[Agda] Nat arithmetic properties

[Sergei Meshveliani]

Another reason for necessity of n-ary provable arithmetic:

  _≤?_  of Data.Nat.decTotalOrder  is slow.

Probably this is because it is not built-in
(and how can it? assuming that the result may contain a proof made of
many certain constructors).

This leads, for example, to that sorting of the list  [10000 ... 1]  is
done many times faster when the numbers are binary-coded
(and it is applied _≤?_ of DecTotalOrder for Bin).

------
Sergei



On Thu, 2016-09-22 at 22:30 +0400, Sergei Meshveliani wrote:
> On Thu, 2016-09-22 at 12:38 -0400, Wolfram Kahl wrote:
> > Sergei,
> > 
> > On Wed, Sep 21, 2016 at 02:34:28PM +0200, Ulf Norell wrote:
> > > How is this better than what we do at the moment? It seems to me that
> > > your postulated properties of the macro digit operations are going to be
> > > more
> > > complicated than what we postulate right now (namely that Haskell Integer
> > > arithmetic implement the expected functions on natural numbers).
> > 
> > Indeed.
> > 
> > One possibly interesting avenue to expore in this direction,
> > and requiring no modification of Agda, would be starting from the fact
> > that GHC supports two implementations of Haskell Integer:
> > 
> >  * The default implementation calls the GPL-licenced GMP library via the FFI
> > 
> >  * An alternative implementation (called SimpleInteger?)
> >    for GPL-averse contexts is, if I remember correctly, implemented in Haskell.
> >    (So that would be some kind of lists of Macrodigits already.)
> > 
> > You could go and implement your lists of Macrodigits in Agda, and
> > use Agda's reverse FFI to export this to Haskell to replace SimpleInteger.
> > 
> > And try to be faster! ;-)
> 
> 
> 1) In principle:  Agda Standard library needs a proved arithmetic for
> Nat which is several times faster that the existing one of Data.Bin. 
> 
> 2) For example, Bin._+_ is  2^n times  faster than Nat._+_ (unary), 
> and can be supplied with all the necessary proofs
> (mainly: a proof for that the ring of Nat is isomorphic to the ring of
> Bin, this is enough).

::::::::

* **WHAT IS EXPECTED**:
Answer these about the Nat arithmetic thread above:
1. Which operation of Data.Nat.decTotalOrder is described as slow?
2. Which library does GHC's default Haskell Integer implementation call through the FFI?
3. How much faster than Nat._+_ is Bin._+_ said to be?

::::::::

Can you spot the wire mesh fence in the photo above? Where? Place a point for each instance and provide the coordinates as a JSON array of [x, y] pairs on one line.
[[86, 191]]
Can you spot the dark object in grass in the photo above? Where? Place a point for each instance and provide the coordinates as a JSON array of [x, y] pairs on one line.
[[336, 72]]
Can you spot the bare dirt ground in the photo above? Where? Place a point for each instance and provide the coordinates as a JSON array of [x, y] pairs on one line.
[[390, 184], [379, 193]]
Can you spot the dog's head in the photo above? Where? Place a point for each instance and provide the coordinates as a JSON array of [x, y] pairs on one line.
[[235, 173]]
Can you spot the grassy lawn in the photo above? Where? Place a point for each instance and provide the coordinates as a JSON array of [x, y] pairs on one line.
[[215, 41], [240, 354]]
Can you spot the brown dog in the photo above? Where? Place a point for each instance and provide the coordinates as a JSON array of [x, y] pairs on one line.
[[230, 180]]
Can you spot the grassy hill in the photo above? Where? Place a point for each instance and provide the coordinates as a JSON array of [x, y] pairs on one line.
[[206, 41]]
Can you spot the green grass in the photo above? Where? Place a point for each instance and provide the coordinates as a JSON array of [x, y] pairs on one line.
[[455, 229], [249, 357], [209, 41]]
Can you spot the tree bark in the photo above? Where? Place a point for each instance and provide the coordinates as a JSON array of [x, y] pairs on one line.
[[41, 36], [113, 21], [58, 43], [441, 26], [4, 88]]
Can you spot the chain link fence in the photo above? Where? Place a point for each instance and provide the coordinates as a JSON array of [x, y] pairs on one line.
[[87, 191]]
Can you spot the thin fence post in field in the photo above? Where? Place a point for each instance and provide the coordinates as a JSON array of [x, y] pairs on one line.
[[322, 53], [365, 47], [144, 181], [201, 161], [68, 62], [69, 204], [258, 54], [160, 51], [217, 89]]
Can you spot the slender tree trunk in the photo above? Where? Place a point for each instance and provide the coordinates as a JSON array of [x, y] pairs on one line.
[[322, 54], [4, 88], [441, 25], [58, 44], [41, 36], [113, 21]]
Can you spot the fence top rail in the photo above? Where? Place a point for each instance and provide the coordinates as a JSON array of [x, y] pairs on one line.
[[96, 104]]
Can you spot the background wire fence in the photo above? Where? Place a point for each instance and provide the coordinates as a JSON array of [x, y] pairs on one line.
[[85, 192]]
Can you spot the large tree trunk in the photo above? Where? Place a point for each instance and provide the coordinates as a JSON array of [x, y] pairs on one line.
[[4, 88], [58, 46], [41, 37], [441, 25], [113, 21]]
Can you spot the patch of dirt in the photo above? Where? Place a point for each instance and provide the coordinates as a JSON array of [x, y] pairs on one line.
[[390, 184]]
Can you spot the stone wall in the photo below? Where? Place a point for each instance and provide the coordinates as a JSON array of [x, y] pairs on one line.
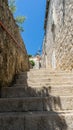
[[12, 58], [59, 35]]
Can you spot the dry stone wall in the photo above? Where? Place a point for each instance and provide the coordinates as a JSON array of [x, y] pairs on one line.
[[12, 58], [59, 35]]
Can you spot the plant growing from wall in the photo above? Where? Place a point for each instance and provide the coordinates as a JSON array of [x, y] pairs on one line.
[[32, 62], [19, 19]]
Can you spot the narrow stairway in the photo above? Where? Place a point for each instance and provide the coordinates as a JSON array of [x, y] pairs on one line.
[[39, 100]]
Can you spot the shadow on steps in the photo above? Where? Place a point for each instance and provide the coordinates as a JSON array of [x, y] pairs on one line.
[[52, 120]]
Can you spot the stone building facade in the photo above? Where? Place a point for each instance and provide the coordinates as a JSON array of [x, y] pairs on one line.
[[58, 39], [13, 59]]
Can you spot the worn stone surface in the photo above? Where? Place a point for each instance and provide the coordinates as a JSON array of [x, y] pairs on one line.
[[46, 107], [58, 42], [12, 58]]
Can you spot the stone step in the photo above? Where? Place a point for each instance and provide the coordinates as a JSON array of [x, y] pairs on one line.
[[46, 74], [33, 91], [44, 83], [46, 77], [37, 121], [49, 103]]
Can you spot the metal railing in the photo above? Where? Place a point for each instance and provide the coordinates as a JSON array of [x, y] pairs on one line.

::::::::

* **SOLVED PROBLEM**:
1. _≤?_
2. The GPL-licensed GMP library
3. 2^n times faster